Data lines

▬▬▬▬▬▬

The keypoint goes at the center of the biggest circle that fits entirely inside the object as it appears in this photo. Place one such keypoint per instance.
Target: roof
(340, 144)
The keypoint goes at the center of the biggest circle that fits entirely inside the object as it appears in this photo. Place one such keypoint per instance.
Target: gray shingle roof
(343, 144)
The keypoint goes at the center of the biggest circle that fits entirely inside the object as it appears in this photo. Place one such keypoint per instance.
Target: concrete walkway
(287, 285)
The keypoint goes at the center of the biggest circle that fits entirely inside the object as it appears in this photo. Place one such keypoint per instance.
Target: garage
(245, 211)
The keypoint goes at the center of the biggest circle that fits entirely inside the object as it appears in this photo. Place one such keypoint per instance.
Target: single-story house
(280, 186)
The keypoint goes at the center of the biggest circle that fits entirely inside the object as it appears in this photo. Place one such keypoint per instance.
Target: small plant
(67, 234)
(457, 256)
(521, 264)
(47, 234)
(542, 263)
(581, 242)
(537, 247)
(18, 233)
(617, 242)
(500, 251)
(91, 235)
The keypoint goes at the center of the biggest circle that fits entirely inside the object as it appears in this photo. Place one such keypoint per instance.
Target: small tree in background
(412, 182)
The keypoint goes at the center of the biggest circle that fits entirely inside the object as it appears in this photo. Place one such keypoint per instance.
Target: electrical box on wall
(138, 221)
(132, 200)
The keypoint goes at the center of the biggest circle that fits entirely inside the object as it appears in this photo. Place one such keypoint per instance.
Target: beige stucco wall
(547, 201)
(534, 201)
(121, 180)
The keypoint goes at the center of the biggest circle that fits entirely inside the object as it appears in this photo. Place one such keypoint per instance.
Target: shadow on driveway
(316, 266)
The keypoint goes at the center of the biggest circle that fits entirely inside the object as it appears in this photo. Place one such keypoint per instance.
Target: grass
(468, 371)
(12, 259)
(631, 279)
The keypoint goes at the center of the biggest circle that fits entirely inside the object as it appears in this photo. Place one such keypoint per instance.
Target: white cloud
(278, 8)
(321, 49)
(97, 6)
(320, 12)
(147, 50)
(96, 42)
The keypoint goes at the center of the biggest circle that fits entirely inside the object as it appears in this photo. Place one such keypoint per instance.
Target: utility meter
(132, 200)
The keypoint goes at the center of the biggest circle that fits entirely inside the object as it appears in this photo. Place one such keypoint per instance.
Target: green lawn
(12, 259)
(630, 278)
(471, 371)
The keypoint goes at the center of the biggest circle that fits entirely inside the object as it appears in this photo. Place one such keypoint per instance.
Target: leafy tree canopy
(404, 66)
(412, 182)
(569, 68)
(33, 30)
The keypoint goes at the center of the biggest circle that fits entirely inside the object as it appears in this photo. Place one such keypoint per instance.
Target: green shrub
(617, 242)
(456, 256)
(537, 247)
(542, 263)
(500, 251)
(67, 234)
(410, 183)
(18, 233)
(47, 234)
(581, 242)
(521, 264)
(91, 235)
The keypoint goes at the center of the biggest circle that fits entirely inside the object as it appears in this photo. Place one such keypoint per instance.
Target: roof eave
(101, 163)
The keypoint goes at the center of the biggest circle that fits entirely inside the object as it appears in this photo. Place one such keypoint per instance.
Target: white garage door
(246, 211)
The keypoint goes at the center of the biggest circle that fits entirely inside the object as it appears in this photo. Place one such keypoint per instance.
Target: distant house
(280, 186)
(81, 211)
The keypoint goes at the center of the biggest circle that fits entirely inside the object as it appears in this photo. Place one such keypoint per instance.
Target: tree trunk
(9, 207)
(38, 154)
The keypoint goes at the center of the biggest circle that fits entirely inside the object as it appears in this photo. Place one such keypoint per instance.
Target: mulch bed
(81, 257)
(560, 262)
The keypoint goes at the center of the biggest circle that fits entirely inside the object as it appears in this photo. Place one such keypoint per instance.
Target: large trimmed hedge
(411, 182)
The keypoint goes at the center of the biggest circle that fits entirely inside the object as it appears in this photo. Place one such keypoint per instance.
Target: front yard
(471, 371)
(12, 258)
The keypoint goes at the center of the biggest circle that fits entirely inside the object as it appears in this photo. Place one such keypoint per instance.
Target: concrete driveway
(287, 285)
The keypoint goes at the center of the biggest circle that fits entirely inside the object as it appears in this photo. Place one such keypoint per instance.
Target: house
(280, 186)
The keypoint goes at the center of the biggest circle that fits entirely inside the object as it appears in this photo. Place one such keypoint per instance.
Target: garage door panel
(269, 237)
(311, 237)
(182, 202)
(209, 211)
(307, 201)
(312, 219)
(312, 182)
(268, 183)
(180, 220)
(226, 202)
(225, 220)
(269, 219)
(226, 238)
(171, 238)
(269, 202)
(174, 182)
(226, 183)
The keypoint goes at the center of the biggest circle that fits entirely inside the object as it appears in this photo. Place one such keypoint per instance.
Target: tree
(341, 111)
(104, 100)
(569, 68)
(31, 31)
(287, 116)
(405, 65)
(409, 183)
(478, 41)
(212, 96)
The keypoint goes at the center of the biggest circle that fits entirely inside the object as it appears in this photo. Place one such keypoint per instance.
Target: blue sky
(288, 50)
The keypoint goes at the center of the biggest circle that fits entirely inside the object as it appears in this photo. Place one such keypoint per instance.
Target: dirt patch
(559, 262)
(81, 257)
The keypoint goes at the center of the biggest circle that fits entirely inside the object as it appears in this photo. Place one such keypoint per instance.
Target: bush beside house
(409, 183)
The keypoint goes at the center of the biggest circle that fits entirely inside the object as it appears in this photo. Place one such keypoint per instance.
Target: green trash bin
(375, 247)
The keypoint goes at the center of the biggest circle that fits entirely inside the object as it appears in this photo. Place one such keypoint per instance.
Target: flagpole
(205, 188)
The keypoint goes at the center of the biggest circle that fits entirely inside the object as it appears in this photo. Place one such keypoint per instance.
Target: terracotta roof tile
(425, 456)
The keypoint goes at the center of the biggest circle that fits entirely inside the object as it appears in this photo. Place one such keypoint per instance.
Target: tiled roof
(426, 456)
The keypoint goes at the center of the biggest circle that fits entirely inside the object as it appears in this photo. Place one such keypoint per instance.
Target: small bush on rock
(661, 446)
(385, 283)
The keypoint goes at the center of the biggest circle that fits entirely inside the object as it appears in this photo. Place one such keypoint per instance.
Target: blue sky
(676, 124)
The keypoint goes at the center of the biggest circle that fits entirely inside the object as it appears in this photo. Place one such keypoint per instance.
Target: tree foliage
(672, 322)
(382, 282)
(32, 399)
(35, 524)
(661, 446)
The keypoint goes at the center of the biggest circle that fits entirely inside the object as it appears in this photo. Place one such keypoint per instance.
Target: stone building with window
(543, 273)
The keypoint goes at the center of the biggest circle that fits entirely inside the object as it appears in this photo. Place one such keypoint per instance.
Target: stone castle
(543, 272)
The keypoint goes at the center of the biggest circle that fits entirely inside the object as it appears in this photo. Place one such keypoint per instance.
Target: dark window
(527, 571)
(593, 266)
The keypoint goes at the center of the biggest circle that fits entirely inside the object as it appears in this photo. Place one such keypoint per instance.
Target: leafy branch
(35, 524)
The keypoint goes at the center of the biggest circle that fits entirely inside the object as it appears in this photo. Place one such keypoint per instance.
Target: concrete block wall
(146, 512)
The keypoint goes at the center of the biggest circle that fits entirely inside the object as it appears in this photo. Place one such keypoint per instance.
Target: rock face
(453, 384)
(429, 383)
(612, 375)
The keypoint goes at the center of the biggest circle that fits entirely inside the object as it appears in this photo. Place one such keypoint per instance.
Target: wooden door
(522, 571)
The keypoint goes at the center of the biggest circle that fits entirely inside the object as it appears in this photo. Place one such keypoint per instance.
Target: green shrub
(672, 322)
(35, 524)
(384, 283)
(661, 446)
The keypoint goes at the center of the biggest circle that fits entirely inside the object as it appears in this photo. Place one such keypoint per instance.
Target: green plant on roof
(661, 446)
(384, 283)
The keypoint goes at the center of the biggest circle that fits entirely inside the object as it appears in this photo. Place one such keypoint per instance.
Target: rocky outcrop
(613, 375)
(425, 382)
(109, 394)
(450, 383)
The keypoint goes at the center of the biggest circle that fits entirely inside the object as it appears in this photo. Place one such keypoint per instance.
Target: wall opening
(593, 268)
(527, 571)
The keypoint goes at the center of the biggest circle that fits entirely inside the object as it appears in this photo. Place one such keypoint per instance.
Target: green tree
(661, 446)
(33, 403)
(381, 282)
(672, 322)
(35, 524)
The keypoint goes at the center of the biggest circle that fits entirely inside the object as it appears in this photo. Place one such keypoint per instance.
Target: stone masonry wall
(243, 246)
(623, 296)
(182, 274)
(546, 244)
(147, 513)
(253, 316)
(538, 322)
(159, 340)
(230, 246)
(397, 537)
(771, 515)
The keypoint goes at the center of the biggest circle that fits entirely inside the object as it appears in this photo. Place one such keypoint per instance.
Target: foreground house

▬▬▬▬▬▬

# Written instruction
Find each line in the records above that contains the string "bush" and copy those lines. Matching is case-sensitive.

# Written reply
Target: bush beside house
Target: small bush on rock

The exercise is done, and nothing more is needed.